■ **List of tasks**
[1] For each statement (a), (b) and (c), say whether it agrees with the farming text below, answering yes or no and quoting the words of the text that decide it.
(a) The excerpt comes from a book titled Bodhisattva 4.0: A Primer for Engaged Buddhists.
(b) The text states that there is not enough food for everybody.
(c) Croplands for palm oil in Indonesia are given as an example of destroying virgin forest.
[2] Return word for word the part of the farming text that begins at the words "This morning I" and ends after the words "crops being grown).".

■ **Document text**

This morning I saw an article in The New York Times, How High Tech Is Transforming One of the Oldest Jobs: Farming
It reminded me of a section on farming from my new book, Bodhisattva 4.0: A Primer for Engaged Buddhists, the excerpt from which I include here. Hopefully you read them and find them both valuable.
"The real cause of hunger is the powerlessness of the poor to gain access to the resources they need to feed themselves." Frances Moore Lappé
We have enough food for everybody, but they can’t get it. They are like hungry ghosts. There is no shortage of problems involving farming these days. Some have to do with land use, some with the crops themselves, and some with social impacts on the other side of the fence. Here are just a few, specifically about farming (as opposed to the particular crops being grown).
Destruction of virgin forest to create croplands (for palm oil in Indonesia, for example) is reversing one of the planet’s crucial carbon sinks, in addition to its impact in wildlife habitat destruction leading to a dramatic rise in extinctions.
Wasteful water use (such as for raising livestock), unsanitary water use (such as irrigating crops with potentially contaminated water sourced upstream from feedlots), and excessive water use (draining ancient aquifers and water tables), all put unsustainable stress on the ecology.

■ **Data records**

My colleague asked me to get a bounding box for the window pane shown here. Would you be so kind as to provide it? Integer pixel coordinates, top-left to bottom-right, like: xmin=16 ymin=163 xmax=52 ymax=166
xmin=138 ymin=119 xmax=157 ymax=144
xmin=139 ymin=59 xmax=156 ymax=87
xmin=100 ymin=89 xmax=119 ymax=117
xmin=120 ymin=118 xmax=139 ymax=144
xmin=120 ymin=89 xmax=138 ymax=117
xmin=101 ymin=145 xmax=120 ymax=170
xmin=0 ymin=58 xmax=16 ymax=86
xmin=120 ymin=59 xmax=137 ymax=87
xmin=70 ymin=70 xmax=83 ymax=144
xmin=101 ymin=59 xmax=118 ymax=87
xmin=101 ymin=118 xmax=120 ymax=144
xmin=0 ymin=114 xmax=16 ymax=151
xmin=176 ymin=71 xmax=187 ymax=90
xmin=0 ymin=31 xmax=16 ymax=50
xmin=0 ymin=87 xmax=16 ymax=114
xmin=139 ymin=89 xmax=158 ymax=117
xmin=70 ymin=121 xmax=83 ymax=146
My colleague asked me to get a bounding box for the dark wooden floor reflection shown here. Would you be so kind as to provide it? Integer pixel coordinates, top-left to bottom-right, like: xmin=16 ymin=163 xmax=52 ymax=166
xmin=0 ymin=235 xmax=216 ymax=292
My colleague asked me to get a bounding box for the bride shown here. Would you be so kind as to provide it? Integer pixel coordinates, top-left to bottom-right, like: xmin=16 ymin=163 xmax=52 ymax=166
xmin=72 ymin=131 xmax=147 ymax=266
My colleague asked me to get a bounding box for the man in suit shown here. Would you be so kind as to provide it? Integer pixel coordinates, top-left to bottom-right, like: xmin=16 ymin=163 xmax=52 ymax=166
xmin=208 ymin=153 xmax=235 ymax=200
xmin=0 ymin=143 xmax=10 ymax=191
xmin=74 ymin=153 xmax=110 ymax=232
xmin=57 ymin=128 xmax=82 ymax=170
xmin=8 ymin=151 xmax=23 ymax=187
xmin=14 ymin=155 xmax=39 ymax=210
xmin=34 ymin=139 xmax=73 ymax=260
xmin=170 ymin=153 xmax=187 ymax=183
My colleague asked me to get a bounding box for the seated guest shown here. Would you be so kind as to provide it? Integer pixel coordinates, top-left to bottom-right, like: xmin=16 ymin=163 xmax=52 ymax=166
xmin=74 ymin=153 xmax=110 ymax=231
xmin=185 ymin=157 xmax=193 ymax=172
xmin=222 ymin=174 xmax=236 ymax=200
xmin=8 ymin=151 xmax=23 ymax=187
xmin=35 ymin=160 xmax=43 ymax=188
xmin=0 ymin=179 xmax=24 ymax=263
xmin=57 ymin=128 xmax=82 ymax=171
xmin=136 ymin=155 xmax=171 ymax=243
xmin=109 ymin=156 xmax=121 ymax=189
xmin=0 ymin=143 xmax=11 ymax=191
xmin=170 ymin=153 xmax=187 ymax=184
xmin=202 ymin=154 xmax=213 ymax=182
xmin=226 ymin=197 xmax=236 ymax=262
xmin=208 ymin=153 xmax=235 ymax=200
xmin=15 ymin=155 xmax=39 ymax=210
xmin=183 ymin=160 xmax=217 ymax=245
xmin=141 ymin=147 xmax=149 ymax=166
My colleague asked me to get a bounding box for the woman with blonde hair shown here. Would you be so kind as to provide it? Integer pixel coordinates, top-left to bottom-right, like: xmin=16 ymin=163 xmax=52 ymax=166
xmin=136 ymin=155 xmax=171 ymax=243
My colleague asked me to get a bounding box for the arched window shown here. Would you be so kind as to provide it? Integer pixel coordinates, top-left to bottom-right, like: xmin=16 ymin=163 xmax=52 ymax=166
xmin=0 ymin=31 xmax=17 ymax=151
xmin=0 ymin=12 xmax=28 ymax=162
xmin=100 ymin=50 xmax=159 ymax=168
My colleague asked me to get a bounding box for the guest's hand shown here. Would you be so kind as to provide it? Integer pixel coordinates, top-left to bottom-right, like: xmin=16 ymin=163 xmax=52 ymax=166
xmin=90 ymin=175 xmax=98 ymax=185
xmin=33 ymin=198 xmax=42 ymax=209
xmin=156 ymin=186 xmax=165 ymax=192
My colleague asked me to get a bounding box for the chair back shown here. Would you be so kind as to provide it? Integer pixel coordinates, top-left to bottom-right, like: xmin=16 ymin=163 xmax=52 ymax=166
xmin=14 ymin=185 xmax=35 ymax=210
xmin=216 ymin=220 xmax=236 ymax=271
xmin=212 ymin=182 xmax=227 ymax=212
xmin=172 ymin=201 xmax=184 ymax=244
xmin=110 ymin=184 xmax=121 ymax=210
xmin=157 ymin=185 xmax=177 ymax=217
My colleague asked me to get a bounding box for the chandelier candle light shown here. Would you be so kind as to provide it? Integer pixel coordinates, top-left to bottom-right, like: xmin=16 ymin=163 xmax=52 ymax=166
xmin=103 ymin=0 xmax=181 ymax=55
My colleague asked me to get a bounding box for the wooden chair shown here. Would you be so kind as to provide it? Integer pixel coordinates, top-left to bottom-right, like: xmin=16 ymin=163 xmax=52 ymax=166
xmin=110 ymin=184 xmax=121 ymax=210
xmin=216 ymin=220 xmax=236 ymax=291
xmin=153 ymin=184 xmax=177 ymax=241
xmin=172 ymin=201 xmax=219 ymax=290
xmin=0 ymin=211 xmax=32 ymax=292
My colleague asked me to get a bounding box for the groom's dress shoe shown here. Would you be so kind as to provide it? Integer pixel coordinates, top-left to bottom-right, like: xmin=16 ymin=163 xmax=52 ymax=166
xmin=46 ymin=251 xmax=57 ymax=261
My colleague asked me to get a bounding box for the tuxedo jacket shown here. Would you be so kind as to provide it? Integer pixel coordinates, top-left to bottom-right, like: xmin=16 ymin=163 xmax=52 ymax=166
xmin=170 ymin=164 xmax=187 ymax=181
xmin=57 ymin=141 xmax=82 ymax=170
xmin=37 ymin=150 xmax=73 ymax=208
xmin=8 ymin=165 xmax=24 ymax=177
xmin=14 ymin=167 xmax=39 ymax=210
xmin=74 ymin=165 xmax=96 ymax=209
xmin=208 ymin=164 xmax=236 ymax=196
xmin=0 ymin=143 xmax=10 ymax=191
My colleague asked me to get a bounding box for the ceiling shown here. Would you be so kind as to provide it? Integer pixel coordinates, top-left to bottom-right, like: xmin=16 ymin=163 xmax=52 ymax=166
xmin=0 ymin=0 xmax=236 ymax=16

■ **Task results**
[1]
(a) Yes: "from my new book, Bodhisattva 4.0: A Primer for Engaged Buddhists"
(b) No: "We have enough food for everybody, but they can’t get it."
(c) Yes: "Destruction of virgin forest to create croplands (for palm oil in Indonesia, for example)"

[2]
This morning I saw an article in The New York Times, How High Tech Is Transforming One of the Oldest Jobs: Farming
It reminded me of a section on farming from my new book, Bodhisattva 4.0: A Primer for Engaged Buddhists, the excerpt from which I include here. Hopefully you read them and find them both valuable.
"The real cause of hunger is the powerlessness of the poor to gain access to the resources they need to feed themselves." Frances Moore Lappé
We have enough food for everybody, but they can’t get it. They are like hungry ghosts. There is no shortage of problems involving farming these days. Some have to do with land use, some with the crops themselves, and some with social impacts on the other side of the fence. Here are just a few, specifically about farming (as opposed to the particular crops being grown).